Messages sorted by: [ date ] [ thread ] [ subject ] [ author ]

On Fri, Sep 12, 2014 at 01:57:23AM +0200, Arianna Avanzini wrote:
> This commit adds to xen-blkback the support to map and make use
> of a variable number of ringbuffers. The number of rings to be
> mapped is forcedly set to one.

Please add:
- An explanation the 'xen_blkif_ring' and 'xen_blkif' split as well.
- The addition of the 'stats_lock' (which really should be a seperate
patch). Please remember: One logical change per patch./

>
> Signed-off-by: Arianna Avanzini <avanzini.arianna@xxxxxxxxx>
> ---
> drivers/block/xen-blkback/blkback.c | 377 ++++++++++++++++---------------
> drivers/block/xen-blkback/common.h | 110 +++++----
> drivers/block/xen-blkback/xenbus.c | 432 +++++++++++++++++++++++-------------
> 3 files changed, 548 insertions(+), 371 deletions(-)
>
> diff --git a/drivers/block/xen-blkback/blkback.c b/drivers/block/xen-blkback/blkback.c
> index 64c60ed..b31acfb 100644
> --- a/drivers/block/xen-blkback/blkback.c
> +++ b/drivers/block/xen-blkback/blkback.c
> @@ -80,6 +80,9 @@ module_param_named(max_persistent_grants, xen_blkif_max_pgrants, int, 0644);
> MODULE_PARM_DESC(max_persistent_grants,
> "Maximum number of grants to map persistently");
>

A bit fat comment here please :-)

**DATA LINES:**
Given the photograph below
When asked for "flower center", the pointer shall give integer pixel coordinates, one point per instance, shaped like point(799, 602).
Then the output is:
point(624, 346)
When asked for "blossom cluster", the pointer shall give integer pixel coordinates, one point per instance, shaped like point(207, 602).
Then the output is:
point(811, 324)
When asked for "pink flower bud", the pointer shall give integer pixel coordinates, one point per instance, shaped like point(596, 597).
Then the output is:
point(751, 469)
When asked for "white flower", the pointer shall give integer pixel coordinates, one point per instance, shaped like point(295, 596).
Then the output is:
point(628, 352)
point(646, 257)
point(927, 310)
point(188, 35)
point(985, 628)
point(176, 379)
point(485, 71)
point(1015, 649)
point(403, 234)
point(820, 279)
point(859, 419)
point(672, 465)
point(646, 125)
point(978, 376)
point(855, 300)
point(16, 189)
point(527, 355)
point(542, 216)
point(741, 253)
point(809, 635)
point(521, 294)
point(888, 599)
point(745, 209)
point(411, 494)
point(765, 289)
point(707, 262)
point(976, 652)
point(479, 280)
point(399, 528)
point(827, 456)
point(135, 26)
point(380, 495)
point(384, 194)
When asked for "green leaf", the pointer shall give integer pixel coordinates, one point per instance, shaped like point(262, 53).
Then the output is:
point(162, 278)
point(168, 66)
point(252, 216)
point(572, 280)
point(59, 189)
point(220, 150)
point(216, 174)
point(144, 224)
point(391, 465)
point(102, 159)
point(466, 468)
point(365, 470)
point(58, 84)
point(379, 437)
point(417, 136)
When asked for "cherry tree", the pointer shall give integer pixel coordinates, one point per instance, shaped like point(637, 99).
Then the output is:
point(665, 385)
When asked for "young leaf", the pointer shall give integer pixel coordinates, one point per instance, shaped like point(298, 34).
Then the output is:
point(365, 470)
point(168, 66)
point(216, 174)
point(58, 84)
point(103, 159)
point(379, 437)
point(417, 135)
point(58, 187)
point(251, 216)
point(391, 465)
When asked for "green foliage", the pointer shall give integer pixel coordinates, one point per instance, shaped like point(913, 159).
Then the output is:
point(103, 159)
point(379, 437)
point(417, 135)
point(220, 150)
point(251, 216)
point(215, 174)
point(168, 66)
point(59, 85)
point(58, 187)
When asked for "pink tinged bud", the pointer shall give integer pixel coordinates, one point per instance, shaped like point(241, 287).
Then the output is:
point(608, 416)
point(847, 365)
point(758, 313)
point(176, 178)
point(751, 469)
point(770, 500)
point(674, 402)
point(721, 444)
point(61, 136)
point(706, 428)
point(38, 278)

**GIVEN PROBLEM:**
In the mailing list message, condense the quoted paragraph that begins "This commit adds to xen-blkback" into one shorter sentence that keeps its main facts.

**REPLY:**
The commit lets xen-blkback map and use a variable number of ringbuffers, though the number of rings to map is forced to one.